E come gli altri della quadrilogia storica culinaria (“Il Principe dei cuochi”, 2011, “Il cuoco del Papa”, 2013, “Arcimboldo, gustose passioni”, 2015 e “Rossini, la musica del cibo”, 2017), anche questo fa parte della stessa collana per i tipi di Cairo Editore.
E anche questo, dalla veste grafica elegante (pp. 254, euro 16,00, dedicato alla madre Paola e al padre Carlo, pioniere dell’industria degli apparecchi radiotelevisivi nell’Italia post-bellica, la migliore), è ambientato nel mondo dei grandi cuochi che hanno impresso un marchio indelebile al loro tempo, riuscendo ad arrivare sino a noi, che guardiamo a “Masterchef” e ai “5 ristoranti” di Alessandro Borghese come se fossero delle novità, e invece il passato che indaga Ketty è più ricco di personaggi, dinamiche storiche, più gustoso, contaminato, innovativo e intrigante di quel che le massaie da take away cucinano alla “Prova del cuoco”, anche oggi che saccheggiano lievito e farina per fare il pane pro domo loro.

· · · ·

■ Compiti
a – Riporta parola per parola la parte del brano sul libro di Ketty compresa tra "E come gli altri" e "di Cairo Editore.", estremi inclusi.
b – Riassumi in due frasi il brano sul libro di Ketty.
c – Prosegui il brano sul libro di Ketty a partire dal punto in cui si interrompe.

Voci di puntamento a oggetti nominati
· · · ·

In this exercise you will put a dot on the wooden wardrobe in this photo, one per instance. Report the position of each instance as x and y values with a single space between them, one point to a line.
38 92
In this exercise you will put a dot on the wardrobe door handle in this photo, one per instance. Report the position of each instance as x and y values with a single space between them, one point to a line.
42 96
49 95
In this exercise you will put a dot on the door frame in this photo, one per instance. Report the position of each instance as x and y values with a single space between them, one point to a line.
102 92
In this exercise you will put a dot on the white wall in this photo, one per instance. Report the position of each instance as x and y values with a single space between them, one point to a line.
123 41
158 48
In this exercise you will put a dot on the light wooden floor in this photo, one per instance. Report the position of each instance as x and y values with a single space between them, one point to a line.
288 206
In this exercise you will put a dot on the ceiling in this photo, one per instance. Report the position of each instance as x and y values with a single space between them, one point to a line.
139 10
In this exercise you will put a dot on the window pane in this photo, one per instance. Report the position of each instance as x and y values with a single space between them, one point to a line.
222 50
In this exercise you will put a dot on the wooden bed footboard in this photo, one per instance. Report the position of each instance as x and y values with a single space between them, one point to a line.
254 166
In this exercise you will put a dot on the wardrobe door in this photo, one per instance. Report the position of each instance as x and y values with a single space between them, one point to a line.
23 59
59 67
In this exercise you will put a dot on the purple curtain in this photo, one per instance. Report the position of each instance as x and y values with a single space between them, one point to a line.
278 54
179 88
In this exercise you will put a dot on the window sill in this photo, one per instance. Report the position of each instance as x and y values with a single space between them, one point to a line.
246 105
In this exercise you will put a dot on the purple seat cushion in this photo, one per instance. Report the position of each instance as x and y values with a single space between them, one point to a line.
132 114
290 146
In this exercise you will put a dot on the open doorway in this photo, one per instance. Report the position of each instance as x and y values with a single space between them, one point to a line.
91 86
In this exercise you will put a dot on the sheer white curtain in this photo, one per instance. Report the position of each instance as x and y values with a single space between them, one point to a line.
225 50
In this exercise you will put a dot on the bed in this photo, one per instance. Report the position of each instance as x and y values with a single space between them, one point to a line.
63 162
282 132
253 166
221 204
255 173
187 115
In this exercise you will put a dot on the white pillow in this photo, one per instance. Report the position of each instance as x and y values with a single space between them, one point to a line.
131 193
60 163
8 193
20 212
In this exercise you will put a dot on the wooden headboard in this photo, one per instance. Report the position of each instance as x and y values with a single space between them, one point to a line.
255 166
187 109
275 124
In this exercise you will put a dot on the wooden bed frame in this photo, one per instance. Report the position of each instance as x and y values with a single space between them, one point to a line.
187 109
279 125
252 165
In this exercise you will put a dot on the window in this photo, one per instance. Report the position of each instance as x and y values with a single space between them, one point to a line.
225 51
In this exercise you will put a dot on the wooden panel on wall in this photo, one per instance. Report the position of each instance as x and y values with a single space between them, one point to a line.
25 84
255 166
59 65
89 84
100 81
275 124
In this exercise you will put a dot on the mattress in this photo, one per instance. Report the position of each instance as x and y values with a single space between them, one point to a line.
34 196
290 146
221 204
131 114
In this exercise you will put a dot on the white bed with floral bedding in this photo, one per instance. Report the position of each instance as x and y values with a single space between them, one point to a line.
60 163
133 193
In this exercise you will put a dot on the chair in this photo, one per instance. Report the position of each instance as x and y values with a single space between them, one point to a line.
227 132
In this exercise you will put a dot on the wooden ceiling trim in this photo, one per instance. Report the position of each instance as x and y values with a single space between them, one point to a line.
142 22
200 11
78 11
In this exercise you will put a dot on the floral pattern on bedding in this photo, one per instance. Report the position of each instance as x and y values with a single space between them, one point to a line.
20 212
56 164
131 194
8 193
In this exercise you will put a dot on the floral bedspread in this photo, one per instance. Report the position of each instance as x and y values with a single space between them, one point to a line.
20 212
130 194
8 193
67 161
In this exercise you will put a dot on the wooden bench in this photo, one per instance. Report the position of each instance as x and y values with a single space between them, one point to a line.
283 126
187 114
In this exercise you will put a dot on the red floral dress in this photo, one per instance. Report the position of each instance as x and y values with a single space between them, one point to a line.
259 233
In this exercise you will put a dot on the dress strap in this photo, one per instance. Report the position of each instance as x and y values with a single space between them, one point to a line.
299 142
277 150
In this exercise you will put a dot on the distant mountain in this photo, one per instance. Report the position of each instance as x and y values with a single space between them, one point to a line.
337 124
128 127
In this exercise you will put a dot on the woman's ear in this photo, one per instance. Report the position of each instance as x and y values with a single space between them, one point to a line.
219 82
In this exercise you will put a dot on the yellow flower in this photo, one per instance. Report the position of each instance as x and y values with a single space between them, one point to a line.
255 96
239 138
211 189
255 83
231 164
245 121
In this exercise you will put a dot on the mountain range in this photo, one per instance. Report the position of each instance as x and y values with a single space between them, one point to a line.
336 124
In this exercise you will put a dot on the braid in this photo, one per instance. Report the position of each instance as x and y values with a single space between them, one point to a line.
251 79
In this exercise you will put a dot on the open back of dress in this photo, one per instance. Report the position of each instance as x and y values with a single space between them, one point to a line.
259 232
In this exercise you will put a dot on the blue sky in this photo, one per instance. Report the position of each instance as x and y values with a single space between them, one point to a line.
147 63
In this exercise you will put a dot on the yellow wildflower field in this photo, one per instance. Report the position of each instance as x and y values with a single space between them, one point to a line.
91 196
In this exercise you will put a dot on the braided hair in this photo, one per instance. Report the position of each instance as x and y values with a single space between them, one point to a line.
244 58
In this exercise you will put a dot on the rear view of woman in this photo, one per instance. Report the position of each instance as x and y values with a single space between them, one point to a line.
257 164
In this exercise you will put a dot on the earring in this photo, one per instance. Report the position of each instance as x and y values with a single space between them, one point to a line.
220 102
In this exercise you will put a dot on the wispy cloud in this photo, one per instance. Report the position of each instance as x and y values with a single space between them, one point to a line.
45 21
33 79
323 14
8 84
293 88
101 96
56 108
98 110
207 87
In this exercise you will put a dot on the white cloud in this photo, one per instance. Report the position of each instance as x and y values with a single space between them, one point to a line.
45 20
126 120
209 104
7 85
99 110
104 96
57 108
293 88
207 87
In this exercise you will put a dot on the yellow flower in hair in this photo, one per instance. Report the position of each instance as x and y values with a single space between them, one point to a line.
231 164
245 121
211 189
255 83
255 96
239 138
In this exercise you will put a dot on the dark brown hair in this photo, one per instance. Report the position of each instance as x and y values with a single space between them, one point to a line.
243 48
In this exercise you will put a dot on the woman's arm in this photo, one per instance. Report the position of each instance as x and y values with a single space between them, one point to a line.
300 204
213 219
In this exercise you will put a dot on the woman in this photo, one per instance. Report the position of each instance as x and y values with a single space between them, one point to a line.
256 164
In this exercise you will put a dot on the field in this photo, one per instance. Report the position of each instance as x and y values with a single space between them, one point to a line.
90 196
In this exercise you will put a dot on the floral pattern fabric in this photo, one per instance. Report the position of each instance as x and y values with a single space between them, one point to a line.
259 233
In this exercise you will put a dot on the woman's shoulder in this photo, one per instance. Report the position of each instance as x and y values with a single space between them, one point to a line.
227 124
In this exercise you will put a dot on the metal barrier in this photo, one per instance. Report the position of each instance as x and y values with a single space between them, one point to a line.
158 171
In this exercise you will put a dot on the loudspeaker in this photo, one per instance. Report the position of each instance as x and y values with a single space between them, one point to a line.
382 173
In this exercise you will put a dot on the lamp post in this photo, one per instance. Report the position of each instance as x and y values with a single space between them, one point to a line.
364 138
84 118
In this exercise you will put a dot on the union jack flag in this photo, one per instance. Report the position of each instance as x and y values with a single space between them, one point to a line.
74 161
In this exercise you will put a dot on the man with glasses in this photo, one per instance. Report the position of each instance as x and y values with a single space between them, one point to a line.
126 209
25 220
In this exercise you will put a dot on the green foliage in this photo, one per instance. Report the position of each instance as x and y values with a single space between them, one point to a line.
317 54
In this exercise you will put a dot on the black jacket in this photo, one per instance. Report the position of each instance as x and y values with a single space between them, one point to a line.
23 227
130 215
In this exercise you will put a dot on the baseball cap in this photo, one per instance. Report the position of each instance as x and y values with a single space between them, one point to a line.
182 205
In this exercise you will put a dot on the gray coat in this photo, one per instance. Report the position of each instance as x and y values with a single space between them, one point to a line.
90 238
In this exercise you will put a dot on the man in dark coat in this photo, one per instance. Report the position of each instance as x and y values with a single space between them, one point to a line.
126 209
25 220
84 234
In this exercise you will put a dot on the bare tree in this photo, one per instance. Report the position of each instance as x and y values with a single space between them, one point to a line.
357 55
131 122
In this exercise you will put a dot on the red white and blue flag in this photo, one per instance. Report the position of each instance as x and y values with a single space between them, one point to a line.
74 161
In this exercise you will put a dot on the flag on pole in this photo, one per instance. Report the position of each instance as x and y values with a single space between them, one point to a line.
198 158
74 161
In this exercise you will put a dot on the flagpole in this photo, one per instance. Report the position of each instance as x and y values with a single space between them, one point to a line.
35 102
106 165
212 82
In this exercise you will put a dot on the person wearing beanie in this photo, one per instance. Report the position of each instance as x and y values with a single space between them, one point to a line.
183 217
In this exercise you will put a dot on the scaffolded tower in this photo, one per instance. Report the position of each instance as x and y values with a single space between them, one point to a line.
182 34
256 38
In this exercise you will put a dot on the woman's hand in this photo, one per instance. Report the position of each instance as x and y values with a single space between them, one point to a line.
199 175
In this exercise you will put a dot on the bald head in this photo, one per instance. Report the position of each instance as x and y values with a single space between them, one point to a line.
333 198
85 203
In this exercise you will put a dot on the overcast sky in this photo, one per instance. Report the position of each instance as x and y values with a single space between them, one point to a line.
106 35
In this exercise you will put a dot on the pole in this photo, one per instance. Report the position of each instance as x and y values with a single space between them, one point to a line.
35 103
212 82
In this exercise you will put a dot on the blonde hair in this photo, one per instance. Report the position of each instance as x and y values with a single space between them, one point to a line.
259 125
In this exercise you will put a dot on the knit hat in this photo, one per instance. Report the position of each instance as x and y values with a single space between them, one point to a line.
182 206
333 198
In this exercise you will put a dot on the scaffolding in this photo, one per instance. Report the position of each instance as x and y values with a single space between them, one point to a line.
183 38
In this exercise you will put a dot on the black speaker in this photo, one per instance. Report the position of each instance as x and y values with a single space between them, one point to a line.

· · · ·

■ Risposte ai compiti
a –
E come gli altri della quadrilogia storica culinaria (“Il Principe dei cuochi”, 2011, “Il cuoco del Papa”, 2013, “Arcimboldo, gustose passioni”, 2015 e “Rossini, la musica del cibo”, 2017), anche questo fa parte della stessa collana per i tipi di Cairo Editore.

b – Come gli altri titoli della quadrilogia storica culinaria, il libro appartiene alla stessa collana di Cairo Editore. Ha una veste grafica elegante ed è ambientato nel mondo dei grandi cuochi che hanno lasciato un segno nel loro tempo, un passato più ricco e intrigante della cucina televisiva di oggi.

c –
“Artusi. Il bello e il buono” uscirà ufficialmente il 14 maggio, ma già sono in calendario presentazioni via Instagram, Skype, ecc. L’Italia riparte dalla cultura, la bellezza, il buon cibo: i lettori e le lettrici di Ketty, numerosissimi (tiene anche corsi di scrittura creativa molto seguiti) potranno gustarsi il nuovo, appassionato lavoro da cui, come sempre , si esce emozionati e arricchiti, e anche “sazi”, poiché in appendice vi sono le semplici e gustose ricette del Maestro, vere prelibatezze (l’idea di raccoglierle pare fu della governante toscana, Maria Sabatini, detta “Marietta”, Artusi era scettico: veniva da due insuccessi, su Leopardi e Giusti e gli editori lo fecero penare): dal maiale arrostito nel latte ai crostini di fegatini di pollo, sino alla zuppa con le cipolle alla francese, incluso il risotto alla milanese, di cui il Artusi dà tre versioni “senza la pretensione di prender la mano ai cuochi ambrosiani, dotti e ingegnosi in questa materia”, sino alla “bavarese lombarda”.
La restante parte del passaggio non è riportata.